* SUPPLIED TEXT *
** Start **

How is the world more globalized now than in all the centuries when my ancestors were being bought by Europeans with Asian goods and taken to stolen land to do labor to begin the whole cycle again? I think the notion that the world is “becoming globalized” is sort of odd.

You are right, the issue is cultural appropriation, and white people do want to make capoeira their own WITHOUT the burden of dealing with issues of race or questioning their own power relationship to it. This is what I’ve seen in my own experience. The same thing happens when whites (mostly women) think they have a right to try to participate in African Traditional Religions. I can’t tell you how many times I’ve heard white women who want to come into a house talk about how they think it’s wrong to kill chickens, or they want to be able to wear black, or whatever. Fine, if that’s your view, but that doesn’t mean you get to change our culture to make it comfortable for you. And I guess that’s what I mean: whites seem to have a tremendous difficulty accepting that there is something that is not theirs, that they are not entitled to change. Capoeira changes, has changed, always will change, but those changes should come from within the community. Women have always participated, and many of them brought about great change, but that is their place, not the place of the slavemasters. This is also, by the way, the standpoint from which womanists/Third World Feminists come. We are always engaging the men in our communities, but that is for us, not for outsiders to impose upon us.

Black self-determination is the idea that our communities should control our own lives, our own destinies, our own cultures, our own futures, without having to make them palatable or nice or easy for those who have always wanted nothing more than to consume us. And that’s what cultural appropriation is about – consumption.

21 07 2008
Joaninha

Thanks for taking the time to explain all of that, Kimbandeira. I found your points pretty clear and straightforward.

By “globalized”, I just meant that everything that happens among and between different parts of the world happens so much more quickly and easily than ever before, including the spread of cultural things such as capoeira, which is why it would be hard to contain it and “protect” it from influences in Europe, Asia, Australia, etc., once it gets over there.

I’ve actually read about Fighting for Honor somewhere, and have been on the lookout for it since then, so I’m glad you recommended it.

** End **

* SUPPLIED MATERIAL *
** Start **

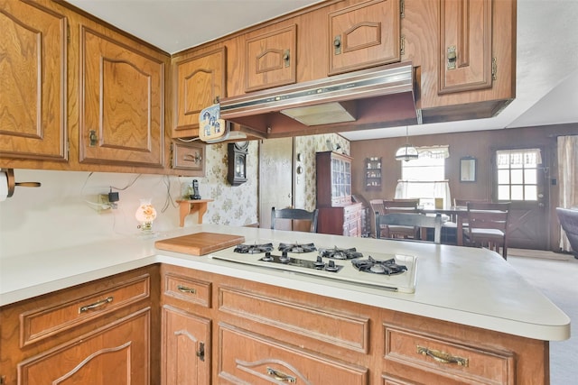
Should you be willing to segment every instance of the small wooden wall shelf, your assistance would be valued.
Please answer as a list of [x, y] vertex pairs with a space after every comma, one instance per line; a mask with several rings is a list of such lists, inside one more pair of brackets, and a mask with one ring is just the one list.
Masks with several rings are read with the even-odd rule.
[[189, 214], [199, 213], [199, 224], [202, 224], [202, 215], [207, 212], [207, 204], [214, 199], [186, 199], [177, 200], [179, 204], [179, 225], [184, 227], [184, 218]]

** End **

* REQUIREMENTS *
1 - Answer these from the capoeira discussion:
(a) Where should changes to capoeira come from?
(b) What one word sums up what cultural appropriation is about?
(c) What title does Joaninha mention having read about?
2 - Say whether each statement agrees with the capoeira discussion. Give yes or no and quote the words that decide it.
(a) Women have never taken part in capoeira.
(b) Joaninha found Kimbandeira's points clear.
(c) The opening writer finds the idea that the world is "becoming globalized" odd.
The listing was taken from a different source than the capoeira discussion.

* EXERCISE RESPONSES *
1 -
(a) From within the community.
(b) Consumption.
(c) Fighting for Honor.

2 -
(a) No: "Women have always participated"
(b) Yes: "I found your points pretty clear and straightforward."
(c) Yes: "I think the notion that the world is “becoming globalized” is sort of odd."